Exercise goal:
Count the lines in the records below that contain the string "water". Reply with the number only.

Record set:
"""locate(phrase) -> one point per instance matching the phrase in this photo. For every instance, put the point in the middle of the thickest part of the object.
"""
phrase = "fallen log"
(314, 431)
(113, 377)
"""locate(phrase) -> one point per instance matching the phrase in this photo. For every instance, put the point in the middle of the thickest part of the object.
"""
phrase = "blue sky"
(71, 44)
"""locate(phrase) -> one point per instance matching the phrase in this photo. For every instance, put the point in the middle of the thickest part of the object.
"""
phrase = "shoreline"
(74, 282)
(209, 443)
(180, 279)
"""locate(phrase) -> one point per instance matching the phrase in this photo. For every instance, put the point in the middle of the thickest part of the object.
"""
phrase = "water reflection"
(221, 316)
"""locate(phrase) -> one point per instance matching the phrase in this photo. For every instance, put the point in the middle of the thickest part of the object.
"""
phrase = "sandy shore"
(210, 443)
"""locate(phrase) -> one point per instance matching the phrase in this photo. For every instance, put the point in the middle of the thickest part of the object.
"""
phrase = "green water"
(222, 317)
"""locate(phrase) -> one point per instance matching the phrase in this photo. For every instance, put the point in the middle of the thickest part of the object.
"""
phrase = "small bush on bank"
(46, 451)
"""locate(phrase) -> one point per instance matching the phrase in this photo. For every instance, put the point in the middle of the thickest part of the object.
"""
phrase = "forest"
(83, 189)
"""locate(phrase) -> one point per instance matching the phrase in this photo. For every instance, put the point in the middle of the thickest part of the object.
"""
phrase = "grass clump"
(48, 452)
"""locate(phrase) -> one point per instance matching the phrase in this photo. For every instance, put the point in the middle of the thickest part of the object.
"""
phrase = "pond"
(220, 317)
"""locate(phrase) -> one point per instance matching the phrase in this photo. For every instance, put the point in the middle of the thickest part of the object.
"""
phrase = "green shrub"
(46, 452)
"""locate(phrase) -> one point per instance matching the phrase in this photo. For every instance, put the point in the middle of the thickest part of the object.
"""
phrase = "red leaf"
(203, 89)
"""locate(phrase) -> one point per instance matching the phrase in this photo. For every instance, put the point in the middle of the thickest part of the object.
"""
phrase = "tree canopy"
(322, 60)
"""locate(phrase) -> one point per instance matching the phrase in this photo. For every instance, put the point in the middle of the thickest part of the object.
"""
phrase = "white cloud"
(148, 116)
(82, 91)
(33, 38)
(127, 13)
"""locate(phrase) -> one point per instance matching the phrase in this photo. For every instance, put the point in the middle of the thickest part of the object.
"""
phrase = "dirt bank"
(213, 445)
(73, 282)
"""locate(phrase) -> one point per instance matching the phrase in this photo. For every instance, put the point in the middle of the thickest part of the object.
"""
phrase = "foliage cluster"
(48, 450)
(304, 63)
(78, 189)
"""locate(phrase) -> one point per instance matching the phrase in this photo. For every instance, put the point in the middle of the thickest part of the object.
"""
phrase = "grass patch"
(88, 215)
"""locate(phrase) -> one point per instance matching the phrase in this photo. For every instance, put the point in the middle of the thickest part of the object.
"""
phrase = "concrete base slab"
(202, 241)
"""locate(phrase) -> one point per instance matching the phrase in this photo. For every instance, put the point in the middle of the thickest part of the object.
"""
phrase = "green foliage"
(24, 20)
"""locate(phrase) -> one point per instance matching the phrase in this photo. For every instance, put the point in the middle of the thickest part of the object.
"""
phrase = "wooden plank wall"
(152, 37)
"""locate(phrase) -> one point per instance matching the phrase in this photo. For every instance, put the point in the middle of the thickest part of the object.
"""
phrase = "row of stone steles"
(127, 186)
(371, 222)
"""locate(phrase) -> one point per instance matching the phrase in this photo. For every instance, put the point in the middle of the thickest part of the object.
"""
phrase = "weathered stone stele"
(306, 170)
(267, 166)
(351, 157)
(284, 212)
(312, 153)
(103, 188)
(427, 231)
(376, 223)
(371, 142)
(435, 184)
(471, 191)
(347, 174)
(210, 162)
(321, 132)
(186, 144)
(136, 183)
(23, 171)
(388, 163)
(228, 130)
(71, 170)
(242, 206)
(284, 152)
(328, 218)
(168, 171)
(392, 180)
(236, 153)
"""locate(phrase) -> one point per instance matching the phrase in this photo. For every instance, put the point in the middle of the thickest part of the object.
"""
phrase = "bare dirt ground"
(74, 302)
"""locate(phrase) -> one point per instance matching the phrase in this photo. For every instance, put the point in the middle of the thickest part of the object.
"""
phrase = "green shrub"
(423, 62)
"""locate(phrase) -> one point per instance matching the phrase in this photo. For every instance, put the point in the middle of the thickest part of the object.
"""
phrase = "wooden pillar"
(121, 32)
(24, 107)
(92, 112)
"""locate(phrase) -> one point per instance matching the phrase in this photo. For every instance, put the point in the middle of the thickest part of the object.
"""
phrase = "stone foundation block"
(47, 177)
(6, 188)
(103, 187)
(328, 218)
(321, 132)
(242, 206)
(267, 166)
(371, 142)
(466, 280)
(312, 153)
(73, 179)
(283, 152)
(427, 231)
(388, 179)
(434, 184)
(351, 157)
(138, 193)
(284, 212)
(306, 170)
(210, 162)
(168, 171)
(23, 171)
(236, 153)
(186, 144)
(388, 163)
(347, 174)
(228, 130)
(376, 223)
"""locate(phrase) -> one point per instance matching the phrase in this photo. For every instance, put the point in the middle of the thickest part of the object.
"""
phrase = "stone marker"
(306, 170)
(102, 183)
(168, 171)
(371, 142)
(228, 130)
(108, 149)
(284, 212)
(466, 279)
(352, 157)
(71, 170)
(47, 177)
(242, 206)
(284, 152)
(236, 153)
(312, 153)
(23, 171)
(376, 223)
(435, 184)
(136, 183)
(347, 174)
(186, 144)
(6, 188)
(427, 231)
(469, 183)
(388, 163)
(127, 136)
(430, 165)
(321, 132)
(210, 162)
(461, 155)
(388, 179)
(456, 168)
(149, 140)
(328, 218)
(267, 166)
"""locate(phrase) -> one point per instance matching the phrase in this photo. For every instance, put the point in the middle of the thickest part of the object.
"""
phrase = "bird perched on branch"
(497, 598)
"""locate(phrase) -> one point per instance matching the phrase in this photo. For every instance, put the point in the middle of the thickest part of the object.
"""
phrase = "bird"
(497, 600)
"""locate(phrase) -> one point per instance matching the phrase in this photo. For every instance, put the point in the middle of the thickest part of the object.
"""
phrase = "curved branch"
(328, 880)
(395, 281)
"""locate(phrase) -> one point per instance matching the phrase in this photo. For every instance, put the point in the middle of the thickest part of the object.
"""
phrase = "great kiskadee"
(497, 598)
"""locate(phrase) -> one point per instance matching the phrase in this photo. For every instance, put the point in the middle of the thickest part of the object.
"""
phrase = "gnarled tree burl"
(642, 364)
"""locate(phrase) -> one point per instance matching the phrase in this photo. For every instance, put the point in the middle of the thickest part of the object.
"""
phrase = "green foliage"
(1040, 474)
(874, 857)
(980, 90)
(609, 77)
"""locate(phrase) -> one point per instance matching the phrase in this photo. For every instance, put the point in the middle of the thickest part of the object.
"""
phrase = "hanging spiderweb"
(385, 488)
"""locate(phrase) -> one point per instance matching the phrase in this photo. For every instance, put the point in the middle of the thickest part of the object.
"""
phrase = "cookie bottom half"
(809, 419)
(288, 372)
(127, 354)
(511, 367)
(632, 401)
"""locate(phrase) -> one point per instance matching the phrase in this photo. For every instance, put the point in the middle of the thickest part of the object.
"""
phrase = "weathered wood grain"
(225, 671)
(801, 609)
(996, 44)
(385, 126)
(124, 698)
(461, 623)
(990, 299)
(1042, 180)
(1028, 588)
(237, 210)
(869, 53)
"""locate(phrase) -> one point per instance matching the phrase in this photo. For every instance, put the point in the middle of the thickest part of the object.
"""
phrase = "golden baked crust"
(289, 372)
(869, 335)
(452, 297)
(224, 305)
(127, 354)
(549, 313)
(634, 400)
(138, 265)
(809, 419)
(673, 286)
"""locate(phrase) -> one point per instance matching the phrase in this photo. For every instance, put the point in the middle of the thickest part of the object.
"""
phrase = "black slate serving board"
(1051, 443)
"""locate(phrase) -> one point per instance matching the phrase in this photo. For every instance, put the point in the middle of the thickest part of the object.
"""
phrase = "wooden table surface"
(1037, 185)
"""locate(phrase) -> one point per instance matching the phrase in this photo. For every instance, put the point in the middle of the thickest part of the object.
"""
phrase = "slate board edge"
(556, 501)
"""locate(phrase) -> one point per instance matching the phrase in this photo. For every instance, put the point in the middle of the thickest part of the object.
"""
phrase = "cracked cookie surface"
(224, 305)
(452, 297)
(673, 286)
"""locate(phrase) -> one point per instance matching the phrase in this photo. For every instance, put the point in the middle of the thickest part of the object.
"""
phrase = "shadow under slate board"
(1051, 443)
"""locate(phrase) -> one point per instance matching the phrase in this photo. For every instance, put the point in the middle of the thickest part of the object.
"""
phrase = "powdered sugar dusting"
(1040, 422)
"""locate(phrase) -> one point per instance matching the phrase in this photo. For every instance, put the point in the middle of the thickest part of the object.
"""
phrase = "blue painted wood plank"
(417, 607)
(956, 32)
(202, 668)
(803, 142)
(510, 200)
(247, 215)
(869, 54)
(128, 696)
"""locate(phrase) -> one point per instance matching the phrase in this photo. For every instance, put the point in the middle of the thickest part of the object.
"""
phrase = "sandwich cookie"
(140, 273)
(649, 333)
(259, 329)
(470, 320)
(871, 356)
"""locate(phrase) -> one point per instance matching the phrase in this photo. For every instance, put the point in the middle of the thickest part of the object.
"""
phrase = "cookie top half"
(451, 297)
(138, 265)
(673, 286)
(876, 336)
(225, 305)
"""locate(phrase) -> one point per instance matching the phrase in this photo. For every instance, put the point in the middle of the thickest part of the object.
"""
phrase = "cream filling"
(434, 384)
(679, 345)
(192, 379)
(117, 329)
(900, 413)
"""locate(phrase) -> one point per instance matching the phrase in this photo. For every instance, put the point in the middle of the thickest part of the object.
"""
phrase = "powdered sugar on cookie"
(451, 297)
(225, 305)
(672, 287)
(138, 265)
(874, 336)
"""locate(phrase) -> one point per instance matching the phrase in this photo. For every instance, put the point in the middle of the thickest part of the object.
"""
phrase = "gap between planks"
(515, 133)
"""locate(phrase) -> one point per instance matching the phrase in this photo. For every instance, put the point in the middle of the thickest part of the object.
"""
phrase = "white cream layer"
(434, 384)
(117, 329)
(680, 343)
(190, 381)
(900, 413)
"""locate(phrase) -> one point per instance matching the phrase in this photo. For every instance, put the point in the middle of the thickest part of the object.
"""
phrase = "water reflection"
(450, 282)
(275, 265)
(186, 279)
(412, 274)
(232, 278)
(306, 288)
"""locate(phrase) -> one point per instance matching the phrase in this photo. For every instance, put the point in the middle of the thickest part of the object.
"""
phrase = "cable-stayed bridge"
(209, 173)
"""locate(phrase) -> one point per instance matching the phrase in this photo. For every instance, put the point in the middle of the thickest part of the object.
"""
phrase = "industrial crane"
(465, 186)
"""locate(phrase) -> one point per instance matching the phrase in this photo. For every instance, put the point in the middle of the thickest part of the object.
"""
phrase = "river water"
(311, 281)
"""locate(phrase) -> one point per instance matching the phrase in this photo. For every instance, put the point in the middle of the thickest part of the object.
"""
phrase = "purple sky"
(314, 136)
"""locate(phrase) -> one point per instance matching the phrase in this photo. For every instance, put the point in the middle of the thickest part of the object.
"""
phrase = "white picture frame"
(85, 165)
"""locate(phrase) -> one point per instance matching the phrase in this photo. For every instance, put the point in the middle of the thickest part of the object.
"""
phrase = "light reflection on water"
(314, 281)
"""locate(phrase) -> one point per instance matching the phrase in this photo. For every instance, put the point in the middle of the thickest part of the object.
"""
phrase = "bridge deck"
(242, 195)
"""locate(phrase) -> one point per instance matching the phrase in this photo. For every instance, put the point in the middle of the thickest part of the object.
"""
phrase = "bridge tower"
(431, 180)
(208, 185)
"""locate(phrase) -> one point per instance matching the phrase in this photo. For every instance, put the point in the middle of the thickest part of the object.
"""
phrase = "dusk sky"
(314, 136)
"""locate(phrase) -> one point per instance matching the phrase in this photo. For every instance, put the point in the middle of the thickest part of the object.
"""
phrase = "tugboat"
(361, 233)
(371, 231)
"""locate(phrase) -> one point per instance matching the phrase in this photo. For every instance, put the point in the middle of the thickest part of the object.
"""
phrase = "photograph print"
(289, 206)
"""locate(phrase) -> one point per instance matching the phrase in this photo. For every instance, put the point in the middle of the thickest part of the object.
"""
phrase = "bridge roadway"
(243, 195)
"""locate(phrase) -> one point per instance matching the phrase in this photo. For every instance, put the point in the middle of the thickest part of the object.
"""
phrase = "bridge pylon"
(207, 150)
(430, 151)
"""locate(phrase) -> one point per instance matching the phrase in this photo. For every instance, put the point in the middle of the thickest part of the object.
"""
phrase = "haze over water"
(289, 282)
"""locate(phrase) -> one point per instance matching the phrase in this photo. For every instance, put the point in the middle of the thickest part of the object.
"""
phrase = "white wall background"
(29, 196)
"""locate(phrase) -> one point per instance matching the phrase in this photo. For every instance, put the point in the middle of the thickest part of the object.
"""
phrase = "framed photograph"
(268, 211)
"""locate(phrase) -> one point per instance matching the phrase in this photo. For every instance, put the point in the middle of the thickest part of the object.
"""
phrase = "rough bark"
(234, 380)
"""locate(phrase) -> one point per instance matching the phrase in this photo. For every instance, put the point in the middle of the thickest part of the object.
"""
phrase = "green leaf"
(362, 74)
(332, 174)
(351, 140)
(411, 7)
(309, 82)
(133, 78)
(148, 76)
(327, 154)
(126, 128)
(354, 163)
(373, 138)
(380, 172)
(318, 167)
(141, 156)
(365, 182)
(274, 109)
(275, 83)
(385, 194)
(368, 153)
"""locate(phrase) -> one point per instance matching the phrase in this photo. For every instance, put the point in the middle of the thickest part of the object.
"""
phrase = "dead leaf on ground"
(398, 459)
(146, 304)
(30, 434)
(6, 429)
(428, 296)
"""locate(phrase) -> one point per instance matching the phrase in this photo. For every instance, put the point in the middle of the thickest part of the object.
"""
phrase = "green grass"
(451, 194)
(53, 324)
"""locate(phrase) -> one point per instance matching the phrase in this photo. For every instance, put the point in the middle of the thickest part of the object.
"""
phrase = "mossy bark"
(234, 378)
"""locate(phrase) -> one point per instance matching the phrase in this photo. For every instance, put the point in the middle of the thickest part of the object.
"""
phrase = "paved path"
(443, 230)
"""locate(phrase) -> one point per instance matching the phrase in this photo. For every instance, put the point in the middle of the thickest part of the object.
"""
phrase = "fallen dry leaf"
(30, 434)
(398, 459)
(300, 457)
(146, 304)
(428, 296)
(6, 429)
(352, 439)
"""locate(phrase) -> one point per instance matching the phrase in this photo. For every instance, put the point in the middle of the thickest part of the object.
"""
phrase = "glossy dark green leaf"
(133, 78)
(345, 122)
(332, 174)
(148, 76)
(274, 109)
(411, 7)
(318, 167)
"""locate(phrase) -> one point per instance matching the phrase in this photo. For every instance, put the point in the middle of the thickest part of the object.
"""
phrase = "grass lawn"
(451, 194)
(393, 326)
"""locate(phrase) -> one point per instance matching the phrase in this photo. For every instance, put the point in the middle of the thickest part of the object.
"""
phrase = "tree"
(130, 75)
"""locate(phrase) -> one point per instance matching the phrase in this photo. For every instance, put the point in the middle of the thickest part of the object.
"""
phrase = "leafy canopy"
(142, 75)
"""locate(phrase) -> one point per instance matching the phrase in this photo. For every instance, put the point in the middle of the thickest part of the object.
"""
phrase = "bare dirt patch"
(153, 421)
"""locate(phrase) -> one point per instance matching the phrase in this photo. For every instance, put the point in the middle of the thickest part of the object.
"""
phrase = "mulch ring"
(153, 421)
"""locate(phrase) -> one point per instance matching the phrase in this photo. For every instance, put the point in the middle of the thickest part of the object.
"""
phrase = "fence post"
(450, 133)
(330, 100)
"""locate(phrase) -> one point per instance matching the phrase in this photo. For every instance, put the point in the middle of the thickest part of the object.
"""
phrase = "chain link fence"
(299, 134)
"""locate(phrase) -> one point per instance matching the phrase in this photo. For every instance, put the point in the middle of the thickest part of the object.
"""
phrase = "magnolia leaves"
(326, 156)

Answer for the task:
6